* EXERCISE MATERIALS *

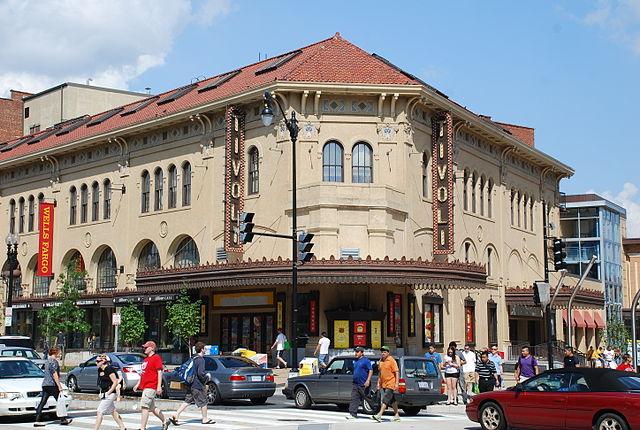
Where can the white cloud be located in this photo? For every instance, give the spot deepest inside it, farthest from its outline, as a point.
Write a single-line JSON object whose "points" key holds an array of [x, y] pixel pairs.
{"points": [[112, 42], [628, 198], [618, 20]]}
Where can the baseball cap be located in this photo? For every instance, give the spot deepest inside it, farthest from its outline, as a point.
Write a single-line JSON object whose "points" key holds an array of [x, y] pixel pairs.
{"points": [[150, 344]]}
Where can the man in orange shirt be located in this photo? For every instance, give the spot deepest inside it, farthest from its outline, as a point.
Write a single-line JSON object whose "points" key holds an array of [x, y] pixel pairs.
{"points": [[388, 383]]}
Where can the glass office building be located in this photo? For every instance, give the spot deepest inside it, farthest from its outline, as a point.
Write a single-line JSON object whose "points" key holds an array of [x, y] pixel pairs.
{"points": [[593, 225]]}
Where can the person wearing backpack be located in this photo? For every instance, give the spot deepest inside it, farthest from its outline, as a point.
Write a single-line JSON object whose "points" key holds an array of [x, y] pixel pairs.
{"points": [[195, 379]]}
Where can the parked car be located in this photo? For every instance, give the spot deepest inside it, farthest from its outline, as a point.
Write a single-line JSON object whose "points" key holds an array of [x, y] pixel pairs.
{"points": [[420, 385], [20, 387], [28, 353], [85, 376], [578, 398], [232, 377]]}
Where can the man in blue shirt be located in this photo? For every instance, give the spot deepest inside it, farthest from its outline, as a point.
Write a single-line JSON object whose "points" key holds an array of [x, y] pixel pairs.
{"points": [[437, 359], [362, 372]]}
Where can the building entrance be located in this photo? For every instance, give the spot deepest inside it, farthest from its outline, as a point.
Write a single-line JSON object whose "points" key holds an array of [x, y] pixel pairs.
{"points": [[251, 331]]}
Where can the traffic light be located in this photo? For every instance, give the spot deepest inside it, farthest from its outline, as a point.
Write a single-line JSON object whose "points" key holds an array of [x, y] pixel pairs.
{"points": [[246, 227], [304, 247], [558, 254]]}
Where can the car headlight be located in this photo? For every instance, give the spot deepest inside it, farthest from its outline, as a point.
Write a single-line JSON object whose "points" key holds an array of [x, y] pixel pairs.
{"points": [[9, 395]]}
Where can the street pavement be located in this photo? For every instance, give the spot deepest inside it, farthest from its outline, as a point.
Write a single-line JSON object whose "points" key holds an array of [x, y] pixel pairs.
{"points": [[278, 412]]}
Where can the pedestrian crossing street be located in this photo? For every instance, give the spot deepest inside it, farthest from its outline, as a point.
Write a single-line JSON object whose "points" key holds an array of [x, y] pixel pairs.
{"points": [[240, 418]]}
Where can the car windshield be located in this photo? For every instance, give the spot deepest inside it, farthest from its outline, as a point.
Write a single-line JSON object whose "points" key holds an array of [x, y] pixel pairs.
{"points": [[131, 358], [630, 382], [235, 362], [19, 369]]}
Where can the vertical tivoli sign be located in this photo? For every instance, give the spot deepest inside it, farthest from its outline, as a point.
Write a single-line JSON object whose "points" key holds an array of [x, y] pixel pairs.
{"points": [[234, 178], [442, 171]]}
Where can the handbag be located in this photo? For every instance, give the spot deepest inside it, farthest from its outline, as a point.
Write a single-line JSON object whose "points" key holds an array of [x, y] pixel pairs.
{"points": [[61, 406]]}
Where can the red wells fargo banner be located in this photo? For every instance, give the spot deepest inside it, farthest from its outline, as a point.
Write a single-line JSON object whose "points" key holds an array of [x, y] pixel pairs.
{"points": [[45, 244]]}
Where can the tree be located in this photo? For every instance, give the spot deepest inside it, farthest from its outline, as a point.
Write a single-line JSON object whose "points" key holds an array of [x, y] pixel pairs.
{"points": [[183, 319], [66, 316], [133, 325], [615, 334]]}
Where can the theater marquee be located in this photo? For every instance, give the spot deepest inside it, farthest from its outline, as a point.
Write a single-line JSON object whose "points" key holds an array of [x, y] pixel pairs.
{"points": [[442, 140], [234, 178]]}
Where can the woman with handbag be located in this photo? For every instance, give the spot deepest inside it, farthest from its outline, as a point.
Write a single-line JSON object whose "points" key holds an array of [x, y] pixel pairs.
{"points": [[51, 387]]}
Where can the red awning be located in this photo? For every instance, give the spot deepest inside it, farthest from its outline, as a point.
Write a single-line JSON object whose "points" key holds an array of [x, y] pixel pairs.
{"points": [[577, 318], [588, 319], [598, 319]]}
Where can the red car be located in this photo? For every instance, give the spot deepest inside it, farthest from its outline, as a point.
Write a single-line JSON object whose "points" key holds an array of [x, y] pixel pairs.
{"points": [[580, 398]]}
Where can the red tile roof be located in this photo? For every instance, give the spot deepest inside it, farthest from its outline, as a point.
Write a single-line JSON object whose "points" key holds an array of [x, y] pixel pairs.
{"points": [[332, 60]]}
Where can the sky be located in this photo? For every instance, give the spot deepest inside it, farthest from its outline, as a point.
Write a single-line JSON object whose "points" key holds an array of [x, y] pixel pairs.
{"points": [[567, 68]]}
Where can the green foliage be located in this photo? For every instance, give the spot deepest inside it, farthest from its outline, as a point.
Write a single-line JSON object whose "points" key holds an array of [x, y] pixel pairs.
{"points": [[183, 319], [133, 325], [66, 317], [615, 334]]}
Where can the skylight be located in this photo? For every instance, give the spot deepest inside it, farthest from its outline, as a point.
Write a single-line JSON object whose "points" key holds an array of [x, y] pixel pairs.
{"points": [[279, 61]]}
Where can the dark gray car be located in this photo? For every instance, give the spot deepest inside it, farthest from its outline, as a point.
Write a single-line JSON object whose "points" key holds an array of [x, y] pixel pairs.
{"points": [[231, 377], [420, 381]]}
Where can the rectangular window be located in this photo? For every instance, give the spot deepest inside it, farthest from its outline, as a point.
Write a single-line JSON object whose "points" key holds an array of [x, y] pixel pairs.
{"points": [[432, 321]]}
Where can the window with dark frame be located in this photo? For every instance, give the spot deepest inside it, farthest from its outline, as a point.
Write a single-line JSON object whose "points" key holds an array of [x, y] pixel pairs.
{"points": [[362, 163], [332, 162], [254, 171]]}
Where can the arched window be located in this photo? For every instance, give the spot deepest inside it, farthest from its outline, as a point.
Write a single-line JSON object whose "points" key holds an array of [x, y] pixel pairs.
{"points": [[158, 183], [76, 271], [107, 269], [95, 201], [362, 163], [145, 187], [474, 185], [40, 284], [73, 205], [186, 184], [84, 203], [425, 175], [254, 171], [149, 257], [332, 162], [106, 202], [32, 214], [490, 199], [21, 215], [465, 190], [12, 216], [173, 186], [482, 184], [187, 254]]}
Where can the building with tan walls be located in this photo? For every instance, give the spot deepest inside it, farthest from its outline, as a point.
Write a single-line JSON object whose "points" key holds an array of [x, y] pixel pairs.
{"points": [[147, 197]]}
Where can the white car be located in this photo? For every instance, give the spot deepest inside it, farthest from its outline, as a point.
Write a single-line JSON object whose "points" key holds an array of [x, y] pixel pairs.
{"points": [[20, 387]]}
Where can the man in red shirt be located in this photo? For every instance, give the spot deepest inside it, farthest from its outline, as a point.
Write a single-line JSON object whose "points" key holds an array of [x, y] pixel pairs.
{"points": [[151, 385]]}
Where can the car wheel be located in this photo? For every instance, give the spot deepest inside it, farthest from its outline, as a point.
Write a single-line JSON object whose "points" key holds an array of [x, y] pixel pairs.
{"points": [[302, 398], [491, 417], [412, 411], [213, 394], [72, 384], [611, 422]]}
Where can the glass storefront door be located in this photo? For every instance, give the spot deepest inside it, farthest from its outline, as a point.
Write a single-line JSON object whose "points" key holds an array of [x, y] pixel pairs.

* EXERCISE DIRECTIONS *
Beginning from the line that contains "Where can the white car", give each line again exactly, through the final line of the records.

* RESULT OF THIS EXERCISE *
Where can the white car be located in this photo? For every instance, give the spot deepest inside it, farthest from its outline, as a point.
Write a single-line JSON object whose "points" key holds an array of [x, y] pixel pairs.
{"points": [[20, 387]]}
Where can the man in red shirt be located in this photo? For every instance, give the spot deepest inside it, farthest from its outline, as a point.
Write a single-line JSON object whose "points" key holds an array of [x, y] pixel pairs.
{"points": [[151, 385]]}
Where can the car wheel be located in this photo? For every instance, give the spot deepest inside it, farthest from its outline, as a point.
Write a single-line JSON object whose "points" key holds an array of [x, y] pixel pairs.
{"points": [[302, 398], [491, 417], [412, 411], [213, 394], [72, 384], [611, 422]]}
Where can the glass storefront door be located in this photo? For every instance, give the spot deepest inside it, farthest from its outline, as a point.
Write a single-line JSON object whose "points" key holds an array of [x, y] pixel pairs.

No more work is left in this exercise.